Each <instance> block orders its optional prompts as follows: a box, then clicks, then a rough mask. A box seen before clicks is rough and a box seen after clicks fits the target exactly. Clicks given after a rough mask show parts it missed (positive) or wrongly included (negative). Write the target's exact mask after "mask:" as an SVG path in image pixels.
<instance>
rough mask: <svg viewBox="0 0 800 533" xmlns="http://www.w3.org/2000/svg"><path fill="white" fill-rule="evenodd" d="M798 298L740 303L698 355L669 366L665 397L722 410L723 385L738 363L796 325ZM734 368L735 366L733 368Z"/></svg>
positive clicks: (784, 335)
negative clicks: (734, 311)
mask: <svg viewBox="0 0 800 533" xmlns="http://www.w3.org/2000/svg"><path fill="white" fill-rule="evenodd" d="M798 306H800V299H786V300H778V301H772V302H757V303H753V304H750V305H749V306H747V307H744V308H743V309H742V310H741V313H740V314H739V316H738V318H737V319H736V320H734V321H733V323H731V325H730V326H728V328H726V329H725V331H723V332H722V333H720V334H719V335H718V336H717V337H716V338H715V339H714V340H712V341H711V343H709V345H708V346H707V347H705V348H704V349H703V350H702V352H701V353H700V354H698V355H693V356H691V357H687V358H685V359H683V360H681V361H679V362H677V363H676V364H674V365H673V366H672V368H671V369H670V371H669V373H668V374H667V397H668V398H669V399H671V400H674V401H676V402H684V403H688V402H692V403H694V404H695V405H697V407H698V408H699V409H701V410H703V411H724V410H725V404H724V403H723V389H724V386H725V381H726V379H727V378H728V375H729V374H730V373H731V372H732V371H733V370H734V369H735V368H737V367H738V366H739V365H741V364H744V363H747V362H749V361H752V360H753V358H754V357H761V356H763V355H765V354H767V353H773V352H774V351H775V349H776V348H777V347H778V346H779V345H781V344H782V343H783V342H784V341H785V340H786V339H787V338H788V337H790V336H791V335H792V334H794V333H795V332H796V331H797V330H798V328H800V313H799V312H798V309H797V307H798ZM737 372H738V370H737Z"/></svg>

_ _ _ _

YOUR ASSIGNMENT:
Return every line of the listing above exactly as it appears, without changing anything.

RESPONSE BOX:
Each <instance> block orders its optional prompts as follows: a box, then clicks, then a rough mask. A box seen before clicks is rough and a box seen after clicks fits the target exactly. Clicks given after a rough mask show parts it missed (positive) or wrongly included (negative). Write the target's exact mask after "mask:" as an SVG path in image pixels.
<instance>
rough mask: <svg viewBox="0 0 800 533" xmlns="http://www.w3.org/2000/svg"><path fill="white" fill-rule="evenodd" d="M798 298L740 303L698 355L669 366L665 397L722 410L723 385L738 363L796 325ZM734 368L735 366L733 368Z"/></svg>
positive clicks: (784, 335)
negative clicks: (734, 311)
mask: <svg viewBox="0 0 800 533" xmlns="http://www.w3.org/2000/svg"><path fill="white" fill-rule="evenodd" d="M798 306H800V299H786V300H778V301H772V302H757V303H753V304H750V305H749V306H747V307H744V308H743V309H742V310H741V313H740V314H739V316H738V318H737V319H736V320H734V321H733V323H731V325H730V326H728V328H726V329H725V331H723V332H722V333H720V334H719V335H718V336H717V337H716V338H715V339H714V340H712V341H711V343H709V345H708V346H707V347H705V348H704V349H703V350H702V352H701V353H700V354H698V355H693V356H691V357H687V358H685V359H683V360H681V361H679V362H677V363H676V364H674V365H673V366H672V368H671V369H670V371H669V373H668V374H667V397H668V398H669V399H671V400H674V401H676V402H684V403H688V402H692V403H694V404H695V405H697V407H698V408H699V409H701V410H703V411H724V410H725V404H724V403H723V389H724V386H725V381H726V379H727V378H728V375H729V374H730V373H731V372H732V371H733V370H734V369H735V368H737V367H738V366H739V365H741V364H744V363H747V362H749V361H752V360H753V358H754V357H761V356H763V355H765V354H767V353H773V352H774V351H775V349H776V348H777V347H778V346H779V345H781V344H782V343H783V342H784V341H785V340H786V339H787V338H788V337H790V336H791V335H792V334H794V333H795V332H796V331H797V330H798V328H800V313H799V312H798V309H797V307H798ZM737 372H738V370H737Z"/></svg>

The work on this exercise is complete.